Exercise directions
Return a faithful copy of all the entries, omitting the images.

(Saved entries)
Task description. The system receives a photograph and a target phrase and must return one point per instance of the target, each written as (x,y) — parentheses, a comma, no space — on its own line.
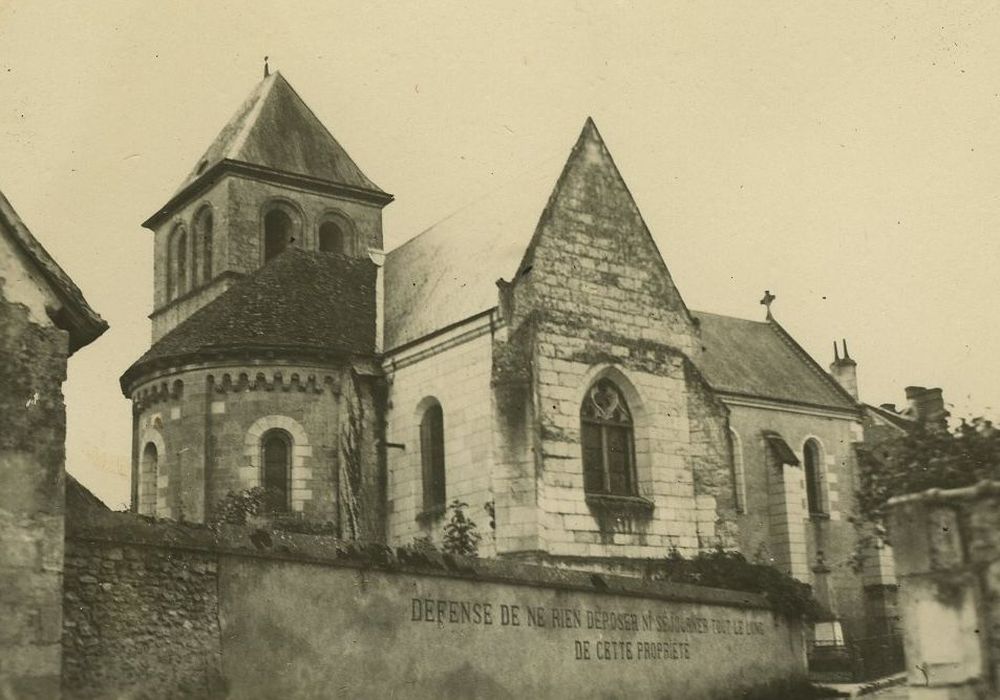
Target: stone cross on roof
(767,301)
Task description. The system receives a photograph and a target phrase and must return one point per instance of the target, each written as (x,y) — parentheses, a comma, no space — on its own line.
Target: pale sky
(845,156)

Output
Task description. The system receives a photograph and a target phrase and must return one point per instance of the target, each written as (x,y) — parentheses, a comma, no space — on its own line.
Target: stone cross on roof
(767,301)
Task description. The system receives a photograph and a target phrase and must return one point per instance of the target, each written as (x,y) — parentheses, a comma, no space — on its own line.
Target: pale sky
(845,156)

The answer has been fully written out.